* _BRIEF_
Please copy the data below exactly, from its first line through the line holding "positive clicks: (67, 27)", and skip the pictures.

-- DATA PROVIDED follows --

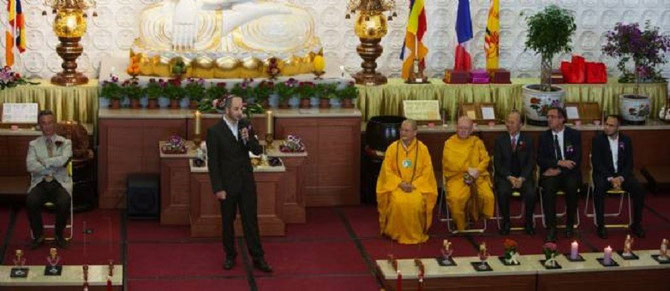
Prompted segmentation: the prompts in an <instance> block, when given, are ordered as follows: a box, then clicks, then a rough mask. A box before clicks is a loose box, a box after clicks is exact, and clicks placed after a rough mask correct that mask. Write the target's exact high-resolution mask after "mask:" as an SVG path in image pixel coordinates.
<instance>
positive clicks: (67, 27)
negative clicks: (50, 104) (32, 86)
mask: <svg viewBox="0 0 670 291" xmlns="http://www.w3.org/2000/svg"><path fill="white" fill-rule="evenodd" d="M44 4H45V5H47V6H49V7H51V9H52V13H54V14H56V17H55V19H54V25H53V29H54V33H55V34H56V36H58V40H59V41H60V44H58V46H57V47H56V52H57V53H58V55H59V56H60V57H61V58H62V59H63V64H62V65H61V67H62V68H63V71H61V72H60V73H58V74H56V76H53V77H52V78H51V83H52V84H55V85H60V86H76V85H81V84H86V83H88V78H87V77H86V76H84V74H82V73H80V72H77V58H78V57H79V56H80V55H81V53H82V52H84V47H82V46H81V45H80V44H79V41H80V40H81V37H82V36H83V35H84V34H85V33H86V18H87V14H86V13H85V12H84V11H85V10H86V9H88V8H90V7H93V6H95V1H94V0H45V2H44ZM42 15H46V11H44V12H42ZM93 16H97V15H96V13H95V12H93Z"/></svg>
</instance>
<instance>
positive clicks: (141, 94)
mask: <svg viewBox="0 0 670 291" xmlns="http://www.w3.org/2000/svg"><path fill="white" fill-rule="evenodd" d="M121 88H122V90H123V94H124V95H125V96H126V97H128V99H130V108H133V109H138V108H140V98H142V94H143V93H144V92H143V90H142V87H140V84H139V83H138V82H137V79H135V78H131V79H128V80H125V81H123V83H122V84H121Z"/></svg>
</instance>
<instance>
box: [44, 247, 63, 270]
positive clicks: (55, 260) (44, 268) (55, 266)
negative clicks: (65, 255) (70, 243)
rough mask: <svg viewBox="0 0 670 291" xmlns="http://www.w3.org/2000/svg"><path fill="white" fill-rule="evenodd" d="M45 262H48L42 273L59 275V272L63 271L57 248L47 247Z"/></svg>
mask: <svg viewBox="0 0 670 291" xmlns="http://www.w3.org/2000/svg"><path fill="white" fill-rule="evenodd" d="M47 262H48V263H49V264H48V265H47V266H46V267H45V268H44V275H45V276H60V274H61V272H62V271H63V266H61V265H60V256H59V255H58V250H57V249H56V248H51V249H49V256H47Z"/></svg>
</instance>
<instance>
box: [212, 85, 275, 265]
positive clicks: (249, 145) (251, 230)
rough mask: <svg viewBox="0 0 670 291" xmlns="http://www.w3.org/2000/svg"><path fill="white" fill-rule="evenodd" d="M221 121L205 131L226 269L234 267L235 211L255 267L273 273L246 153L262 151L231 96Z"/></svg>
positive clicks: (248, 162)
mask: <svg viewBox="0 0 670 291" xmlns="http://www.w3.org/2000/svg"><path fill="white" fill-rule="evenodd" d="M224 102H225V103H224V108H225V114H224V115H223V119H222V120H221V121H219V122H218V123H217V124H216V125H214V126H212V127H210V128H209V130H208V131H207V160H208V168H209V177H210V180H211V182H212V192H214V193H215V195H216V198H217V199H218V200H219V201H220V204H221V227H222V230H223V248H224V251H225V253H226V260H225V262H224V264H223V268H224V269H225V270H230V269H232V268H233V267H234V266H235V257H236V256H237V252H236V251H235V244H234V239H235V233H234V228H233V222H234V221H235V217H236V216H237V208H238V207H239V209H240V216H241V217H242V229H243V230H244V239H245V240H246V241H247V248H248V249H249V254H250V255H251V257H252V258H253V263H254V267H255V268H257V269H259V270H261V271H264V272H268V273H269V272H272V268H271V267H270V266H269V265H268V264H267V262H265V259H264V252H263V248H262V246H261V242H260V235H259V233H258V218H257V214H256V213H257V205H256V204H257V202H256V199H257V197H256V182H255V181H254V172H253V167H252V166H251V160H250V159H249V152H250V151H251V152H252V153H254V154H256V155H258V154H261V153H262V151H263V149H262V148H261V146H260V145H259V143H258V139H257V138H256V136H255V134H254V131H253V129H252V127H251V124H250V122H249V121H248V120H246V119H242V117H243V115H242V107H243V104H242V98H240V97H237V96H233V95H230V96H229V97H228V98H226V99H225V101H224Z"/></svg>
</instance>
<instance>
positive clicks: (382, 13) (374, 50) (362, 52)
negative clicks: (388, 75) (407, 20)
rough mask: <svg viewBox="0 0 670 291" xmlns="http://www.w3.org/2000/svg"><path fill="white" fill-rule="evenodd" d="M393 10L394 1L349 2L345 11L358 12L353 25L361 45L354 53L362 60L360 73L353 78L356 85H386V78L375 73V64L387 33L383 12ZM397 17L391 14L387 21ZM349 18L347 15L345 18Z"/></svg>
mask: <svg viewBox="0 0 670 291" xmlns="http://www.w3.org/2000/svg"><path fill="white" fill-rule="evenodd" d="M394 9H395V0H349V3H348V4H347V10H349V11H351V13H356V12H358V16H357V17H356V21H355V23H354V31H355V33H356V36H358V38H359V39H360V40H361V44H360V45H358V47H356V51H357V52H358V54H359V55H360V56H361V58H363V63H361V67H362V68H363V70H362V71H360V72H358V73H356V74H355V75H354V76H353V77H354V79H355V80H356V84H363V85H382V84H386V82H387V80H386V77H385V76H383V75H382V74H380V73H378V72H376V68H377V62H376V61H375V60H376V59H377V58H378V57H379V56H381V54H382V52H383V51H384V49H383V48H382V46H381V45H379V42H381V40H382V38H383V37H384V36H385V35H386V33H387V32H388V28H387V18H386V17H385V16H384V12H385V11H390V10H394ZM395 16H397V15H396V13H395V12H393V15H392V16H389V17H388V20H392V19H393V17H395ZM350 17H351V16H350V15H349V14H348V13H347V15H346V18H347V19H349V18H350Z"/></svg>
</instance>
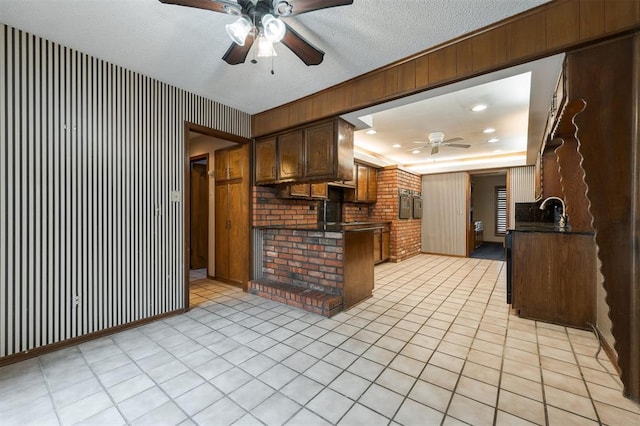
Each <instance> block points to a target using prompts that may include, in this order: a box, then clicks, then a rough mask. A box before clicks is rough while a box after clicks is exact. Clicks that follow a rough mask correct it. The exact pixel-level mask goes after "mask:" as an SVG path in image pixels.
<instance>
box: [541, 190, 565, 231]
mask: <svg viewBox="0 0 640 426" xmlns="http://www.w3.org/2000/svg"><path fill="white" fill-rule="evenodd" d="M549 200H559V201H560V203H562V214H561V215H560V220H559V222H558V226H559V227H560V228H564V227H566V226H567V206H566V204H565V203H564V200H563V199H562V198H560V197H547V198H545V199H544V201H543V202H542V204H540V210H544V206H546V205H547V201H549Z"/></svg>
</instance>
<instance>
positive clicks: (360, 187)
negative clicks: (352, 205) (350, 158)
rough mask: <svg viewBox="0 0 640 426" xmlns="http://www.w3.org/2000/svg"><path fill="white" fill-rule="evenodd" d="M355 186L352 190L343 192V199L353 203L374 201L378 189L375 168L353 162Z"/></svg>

-- DATA PROVIDED concluded --

* _ANSWER FOR THE TASK_
Prompted segmentation: the prompts in an <instance> block, when given, are ordered as follows: a box, then clicks, then a rough mask. A box before clicks is a loose box, a box after clicks is exact, and clicks placed after a rough mask correct that mask. Write the target's exact high-resolution mask after "mask:" as an SVG path in image pixel coordinates.
<instance>
positive clicks: (67, 27)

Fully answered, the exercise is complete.